── Okuma Parçası ──

Burada konuşan Türk Tabipleri Birliği (TTB) Merkez Konsey Başkanı Prof. Dr. Sinan Adıyaman, “Sağlık Bakanlığı’nca daha önce aynı gerekçeyle TTB Merkez Konseyi üyesi Dr. Selma Güngör’ün aile hekimliği sözleşmesinin feshedilmiştir. TTB Genel Sekreteri Dr. Bülent Nazım Yılmaz’ın da “Devlet Memurluğundan Çıkarma” talebi ile yüksek disiplin kuruluna sevk edilmiştir. Sağlık Bakanlığı kendi bünyesinde çalışan üç TTB Merkez Konseyi üyesi hekimi cezalandırarak aynı zamanda TTB faaliyetlerine de müdahale etmeye, TTB’yi etkisiz kılmaya ve baskı altına almaya çalışmaktadır. Bu uygulama ile Sağlık Bakanlığı, yasaların TTB Merkez Konseyi’ne tanımladığı görevleri kamusal sorumluluğa, hekimlik değerlerine ve insan haklarına uygun olarak yerine getirme görevlerini engellemeye çalışmaktadır. Sağlık Bakanlığı’nı, hiçbir hukuksal ve idari uygulamaya sığmayan anlayışından vazgeçmeye, yetkilerini kötüye kullanma anlamına gelen bu soruşturma ve görevden alma işlemlerini sonlandırmaya, evrensel insanlık değerlerini hatırlamaya, TTB Merkez Konsey üyeleri Dr. Yaşar Ulutaş ve Dr. Selma Güngör’ü derhal görevine iade etmeye davet ediyoruz” dedi.

PROF. DR. HİLAL, “UYGULAMA HEKİMLE BİRLİKTE HASTALARI DA CEZALANDIRMAKTADIR”

Hekim ve sağlık çalışanlarının yoğun katılım gösterdiği açıklamada kurumlar adına basın metnini okuyan Adana Tabip Odası Başkanı Prof. Dr. Ahmet Hilal, “Hiçbir demokratik kurala uymayan,  düşünce ifadesini suç sayan bu süreç, şimdi De Tabip Odamız ve TTB Merkez Konsey üyesi olan Dr. Yaşar Ulutaş’ı hastalarından ayırmaya çalışmaktadır. Bu hekimle birlikte hastalarını da cezalandırmaktır.” dedi.

“TTB MK ÜYELERİ BERAAT ETTİ AMA HUKUKSUZ DAVRANIŞ DEVAM EDİYOR”

───
── Veri Alıntıları ──

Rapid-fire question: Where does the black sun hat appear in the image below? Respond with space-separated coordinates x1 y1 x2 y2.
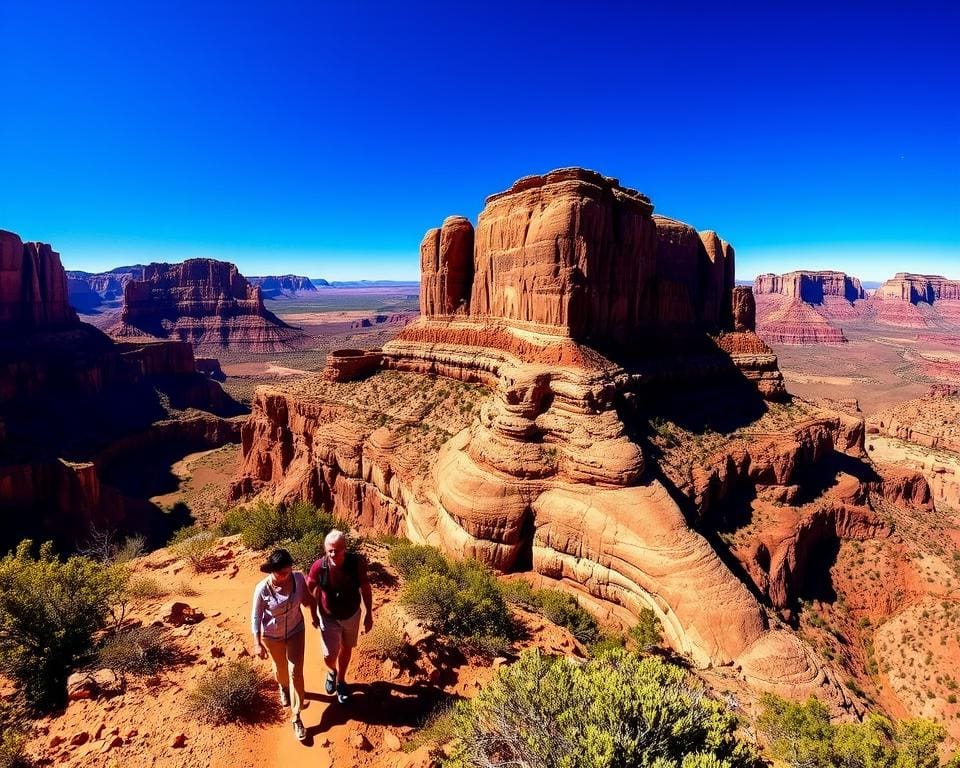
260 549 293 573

───
── Veri Alıntıları ──

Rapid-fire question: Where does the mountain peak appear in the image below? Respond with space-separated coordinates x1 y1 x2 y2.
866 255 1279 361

───

Görev - Şu ifadelerin okuma parçasıyla uyuşup uyuşmadığını evet ya da hayır ile belirtin ve her yanıtı destekleyen sözcükleri parçadan birebir alıntılayın: (a) Basın metnini kurumlar adına Adana Tabip Odası Başkanı Prof. Dr. Ahmet Hilal okumuştur. (b) Sağlık Bakanlığı, kendi bünyesinde çalışan beş TTB Merkez Konseyi üyesi hekimi cezalandırmıştır. (c) Prof. Dr. Sinan Adıyaman, Dr. Yaşar Ulutaş ile Dr. Selma Güngör'ün görevlerine iade edilmesi çağrısında bulunmuştur. Veriler, okuma parçasından ayrı, bağımsız bir malzemedir.

Alıştırma Çıktısı -
(a) Evet: “kurumlar adına basın metnini okuyan Adana Tabip Odası Başkanı Prof. Dr. Ahmet Hilal”
(b) Hayır: “kendi bünyesinde çalışan üç TTB Merkez Konseyi üyesi hekimi cezalandırarak”
(c) Evet: “Dr. Yaşar Ulutaş ve Dr. Selma Güngör’ü derhal görevine iade etmeye davet ediyoruz”